### AIM OF THE TASK
Return the listing below in full, with every line exactly as it is.

Location labeling records
============
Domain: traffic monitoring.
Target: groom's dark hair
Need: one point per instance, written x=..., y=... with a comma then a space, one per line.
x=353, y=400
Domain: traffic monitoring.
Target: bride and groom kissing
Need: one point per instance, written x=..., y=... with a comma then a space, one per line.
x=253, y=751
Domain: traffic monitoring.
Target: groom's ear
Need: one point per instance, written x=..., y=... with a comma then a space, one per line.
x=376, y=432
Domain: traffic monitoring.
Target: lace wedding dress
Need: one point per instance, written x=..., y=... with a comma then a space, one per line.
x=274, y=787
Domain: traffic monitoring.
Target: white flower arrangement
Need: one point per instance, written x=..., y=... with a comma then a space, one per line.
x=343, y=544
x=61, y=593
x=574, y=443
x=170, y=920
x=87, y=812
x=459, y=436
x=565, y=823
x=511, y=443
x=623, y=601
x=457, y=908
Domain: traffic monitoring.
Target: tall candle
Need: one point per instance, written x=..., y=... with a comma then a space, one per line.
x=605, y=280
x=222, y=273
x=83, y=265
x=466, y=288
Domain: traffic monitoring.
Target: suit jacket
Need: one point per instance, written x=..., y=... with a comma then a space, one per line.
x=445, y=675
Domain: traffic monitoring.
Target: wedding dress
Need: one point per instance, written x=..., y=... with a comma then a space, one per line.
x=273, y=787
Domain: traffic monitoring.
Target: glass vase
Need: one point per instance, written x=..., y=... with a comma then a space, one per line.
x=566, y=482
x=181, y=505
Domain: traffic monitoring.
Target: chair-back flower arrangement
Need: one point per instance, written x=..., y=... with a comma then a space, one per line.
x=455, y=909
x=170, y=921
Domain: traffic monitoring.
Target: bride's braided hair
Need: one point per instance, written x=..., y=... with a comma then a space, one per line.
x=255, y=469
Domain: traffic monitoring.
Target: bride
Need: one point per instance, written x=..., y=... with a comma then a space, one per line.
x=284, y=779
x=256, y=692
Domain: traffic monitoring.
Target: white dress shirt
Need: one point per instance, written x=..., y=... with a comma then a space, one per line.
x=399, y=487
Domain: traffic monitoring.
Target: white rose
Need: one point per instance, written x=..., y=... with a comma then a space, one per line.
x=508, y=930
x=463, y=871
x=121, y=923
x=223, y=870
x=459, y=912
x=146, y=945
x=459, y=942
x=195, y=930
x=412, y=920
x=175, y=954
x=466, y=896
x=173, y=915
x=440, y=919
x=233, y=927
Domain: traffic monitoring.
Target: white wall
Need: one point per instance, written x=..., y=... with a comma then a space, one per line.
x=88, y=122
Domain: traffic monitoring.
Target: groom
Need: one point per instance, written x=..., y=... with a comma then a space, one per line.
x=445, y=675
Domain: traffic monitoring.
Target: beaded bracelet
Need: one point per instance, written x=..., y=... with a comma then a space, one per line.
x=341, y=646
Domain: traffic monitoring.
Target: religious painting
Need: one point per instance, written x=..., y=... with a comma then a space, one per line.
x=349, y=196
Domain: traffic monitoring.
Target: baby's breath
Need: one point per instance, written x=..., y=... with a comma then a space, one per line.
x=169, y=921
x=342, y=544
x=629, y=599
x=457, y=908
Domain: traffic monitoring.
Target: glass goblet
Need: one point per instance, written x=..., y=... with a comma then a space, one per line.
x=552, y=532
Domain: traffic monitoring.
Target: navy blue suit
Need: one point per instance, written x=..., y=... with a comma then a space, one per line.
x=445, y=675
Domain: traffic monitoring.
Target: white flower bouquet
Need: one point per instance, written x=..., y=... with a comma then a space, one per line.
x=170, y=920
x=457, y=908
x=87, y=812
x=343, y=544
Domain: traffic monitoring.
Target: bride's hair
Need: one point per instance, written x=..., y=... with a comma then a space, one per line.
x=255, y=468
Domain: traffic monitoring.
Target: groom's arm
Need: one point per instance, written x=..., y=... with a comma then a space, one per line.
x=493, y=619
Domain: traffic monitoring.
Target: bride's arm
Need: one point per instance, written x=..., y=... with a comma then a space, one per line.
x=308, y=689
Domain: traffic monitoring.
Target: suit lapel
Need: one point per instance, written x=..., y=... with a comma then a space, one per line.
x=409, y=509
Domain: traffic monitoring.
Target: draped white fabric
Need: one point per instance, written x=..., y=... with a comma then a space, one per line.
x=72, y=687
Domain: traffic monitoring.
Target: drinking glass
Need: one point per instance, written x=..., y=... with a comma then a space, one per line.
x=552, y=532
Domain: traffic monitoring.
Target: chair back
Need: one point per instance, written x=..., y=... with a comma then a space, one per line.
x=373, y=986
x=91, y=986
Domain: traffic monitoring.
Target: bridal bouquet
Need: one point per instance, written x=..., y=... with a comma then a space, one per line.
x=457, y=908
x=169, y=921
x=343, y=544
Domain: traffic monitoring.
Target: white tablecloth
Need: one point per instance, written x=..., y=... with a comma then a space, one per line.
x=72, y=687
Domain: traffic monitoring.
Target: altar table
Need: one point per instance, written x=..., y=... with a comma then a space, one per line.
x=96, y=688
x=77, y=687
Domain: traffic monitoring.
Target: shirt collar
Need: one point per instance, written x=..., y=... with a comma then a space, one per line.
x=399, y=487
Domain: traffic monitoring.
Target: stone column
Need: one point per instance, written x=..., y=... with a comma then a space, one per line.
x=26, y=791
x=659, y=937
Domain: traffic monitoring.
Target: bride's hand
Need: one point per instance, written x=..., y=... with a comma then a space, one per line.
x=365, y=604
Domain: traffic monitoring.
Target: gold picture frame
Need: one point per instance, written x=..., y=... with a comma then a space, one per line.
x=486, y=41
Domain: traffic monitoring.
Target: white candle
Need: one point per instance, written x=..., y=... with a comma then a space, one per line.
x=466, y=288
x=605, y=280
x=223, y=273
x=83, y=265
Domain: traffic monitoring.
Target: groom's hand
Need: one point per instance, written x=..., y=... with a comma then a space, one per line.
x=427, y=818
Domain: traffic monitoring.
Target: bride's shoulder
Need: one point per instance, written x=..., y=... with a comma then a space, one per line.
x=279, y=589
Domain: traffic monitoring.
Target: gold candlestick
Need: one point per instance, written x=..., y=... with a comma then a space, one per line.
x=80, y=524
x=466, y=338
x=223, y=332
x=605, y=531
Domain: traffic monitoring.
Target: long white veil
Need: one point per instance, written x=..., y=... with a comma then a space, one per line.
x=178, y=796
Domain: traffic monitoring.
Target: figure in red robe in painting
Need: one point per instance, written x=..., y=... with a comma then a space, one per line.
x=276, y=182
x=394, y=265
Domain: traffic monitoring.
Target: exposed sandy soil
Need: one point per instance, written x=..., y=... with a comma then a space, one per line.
============
### EXERCISE OUTPUT
Domain: traffic monitoring.
Target: groom's dark hair
Need: one point per instance, written x=..., y=... with a comma then a space, one per line.
x=353, y=400
Domain: traffic monitoring.
Target: bride and groom kissing
Need: one point per instance, written x=..., y=... with a comma then a space, one per line.
x=253, y=751
Domain: traffic monitoring.
Target: groom's ear
Need: one point per instance, written x=..., y=... with a comma then a space, one per line.
x=376, y=432
Domain: traffic monitoring.
Target: lace wedding dress
Need: one point per instance, written x=..., y=... with a comma then a space, one per line.
x=274, y=787
Domain: traffic monitoring.
Target: white flower arrangement
Need: one point per instance, written x=..., y=... with a comma then a space, one per line.
x=343, y=544
x=61, y=593
x=574, y=443
x=170, y=920
x=87, y=812
x=459, y=436
x=565, y=823
x=511, y=443
x=623, y=601
x=457, y=908
Domain: traffic monitoring.
Target: tall candle
Need: one point per instance, written x=..., y=... with a comma then a space, one per line.
x=605, y=280
x=222, y=273
x=83, y=265
x=466, y=288
Domain: traffic monitoring.
Target: suit jacket
Need: one point per instance, written x=..., y=... with a comma then a space, one per line.
x=445, y=675
Domain: traffic monitoring.
Target: wedding dress
Need: one point per instance, written x=..., y=... with a comma then a space, one per line.
x=273, y=787
Domain: traffic monitoring.
Target: glass vase
Need: one point per instance, written x=..., y=... with a comma then a space, one per line.
x=566, y=482
x=181, y=505
Domain: traffic monitoring.
Target: chair-back flower arrangement
Need: one point per instance, written x=..., y=... with a comma then a space, one per line.
x=455, y=909
x=170, y=921
Domain: traffic monitoring.
Target: bride's braided hair
Need: one point per instance, written x=..., y=... with a comma then a space, one per line.
x=255, y=469
Domain: traffic monitoring.
Target: bride
Need: one point per instance, written x=..., y=... with a comma then a space, one per line.
x=284, y=779
x=256, y=692
Domain: traffic monitoring.
Target: white dress shirt
Need: one point per instance, written x=..., y=... with a comma then a space, one per line.
x=399, y=487
Domain: traffic monitoring.
Target: white rose
Need: one point per instance, written x=..., y=... with a comma then a space, one per line.
x=508, y=930
x=463, y=871
x=121, y=923
x=223, y=870
x=459, y=912
x=146, y=945
x=459, y=942
x=195, y=930
x=412, y=920
x=175, y=954
x=466, y=896
x=173, y=915
x=440, y=919
x=233, y=927
Domain: traffic monitoring.
Target: white wall
Need: one point per instance, written x=..., y=... with a comma then a space, one per line.
x=88, y=122
Domain: traffic monitoring.
Target: groom
Need: one point per instance, written x=..., y=... with a comma then a space, one per line.
x=445, y=675
Domain: traffic monitoring.
Target: beaded bracelet
Need: one point per instance, written x=..., y=... with a comma then a space, one per line.
x=341, y=646
Domain: traffic monitoring.
Target: religious painting
Need: one point per instance, written x=..., y=... with a comma then a space, one per line.
x=349, y=196
Domain: traffic monitoring.
Target: baby's breath
Need: one point per instance, written x=..., y=... with a comma then a space, one per line.
x=169, y=921
x=342, y=544
x=629, y=599
x=457, y=908
Domain: traffic monitoring.
Target: glass goblet
Need: one point per instance, written x=..., y=... with a comma then a space, one per line.
x=552, y=532
Domain: traffic monitoring.
Target: navy blue suit
Need: one point per instance, written x=..., y=... with a comma then a space, one per line.
x=445, y=675
Domain: traffic monitoring.
Target: white flower bouquet
Need: one point per instance, written x=..., y=... with a comma then a space, one per line.
x=170, y=920
x=457, y=908
x=87, y=812
x=343, y=544
Domain: traffic monitoring.
Target: bride's hair
Need: one point per instance, written x=..., y=... with a comma then a space, one per line.
x=255, y=468
Domain: traffic monitoring.
Target: groom's arm
Need: one point per instance, written x=..., y=... with a comma then a space, one per line.
x=493, y=619
Domain: traffic monitoring.
Target: bride's arm
Need: one point per instance, written x=..., y=... with a comma then a space, one per line.
x=308, y=689
Domain: traffic monitoring.
Target: suit lapel
Need: one point per instance, written x=..., y=... with a comma then a space, one per line.
x=409, y=509
Domain: traffic monitoring.
Target: draped white fabric
Need: one point per instance, written x=..., y=... with a comma then a space, one per line.
x=72, y=687
Domain: traffic monitoring.
Target: drinking glass
Need: one point per instance, written x=..., y=... with a comma then a space, one per line.
x=552, y=532
Domain: traffic monitoring.
Target: chair back
Need: one point per instance, written x=..., y=... with a comma then a space, one per line.
x=373, y=986
x=91, y=986
Domain: traffic monitoring.
Target: bridal bouquet
Need: one point per instance, written x=..., y=... with a comma then a space, one per line.
x=457, y=908
x=169, y=921
x=343, y=544
Domain: traffic monitoring.
Target: white tablecloth
Need: one point per instance, written x=..., y=... with a comma then a space, one per line.
x=72, y=687
Domain: traffic monitoring.
Target: altar table
Need: one point per instance, written x=..., y=... with a comma then a space, one per line.
x=96, y=688
x=77, y=687
Domain: traffic monitoring.
Target: shirt collar
Need: one point per instance, written x=..., y=... with a comma then a space, one per line.
x=399, y=487
Domain: traffic monitoring.
Target: stone column
Need: one point per instance, written x=..., y=... with a comma then a space, one per line.
x=26, y=791
x=659, y=937
Domain: traffic monitoring.
Target: bride's hand
Need: one point per instance, written x=..., y=... with a comma then a space, one per line.
x=365, y=604
Domain: traffic monitoring.
Target: gold picture frame
Need: one point per instance, written x=..., y=... with a comma then a space, one per line.
x=486, y=41
Domain: traffic monitoring.
Target: white candle
Need: one point per instance, written x=..., y=... with a comma then a space, one per line.
x=466, y=288
x=605, y=280
x=223, y=273
x=83, y=265
Domain: traffic monitoring.
Target: groom's hand
Need: one point per instance, written x=..., y=... with a comma then a space, one per line.
x=427, y=818
Domain: traffic monitoring.
Target: bride's shoulder
Need: one point per instance, written x=..., y=... with a comma then a space, one per line.
x=279, y=589
Domain: traffic monitoring.
Target: gold candlestick
Need: one point per instance, written x=..., y=... with a comma then a space, one per line.
x=80, y=524
x=466, y=338
x=223, y=332
x=605, y=531
Domain: traffic monitoring.
Target: long white veil
Need: one point per instance, written x=..., y=... with a comma then a space, one per line.
x=178, y=796
Domain: traffic monitoring.
Target: figure in red robe in painting
Need: one point per instance, written x=..., y=... with a comma then a space, one per line.
x=276, y=182
x=394, y=265
Domain: traffic monitoring.
Target: exposed sandy soil
Need: one point per instance, written x=..., y=... with a comma then a space, one per line.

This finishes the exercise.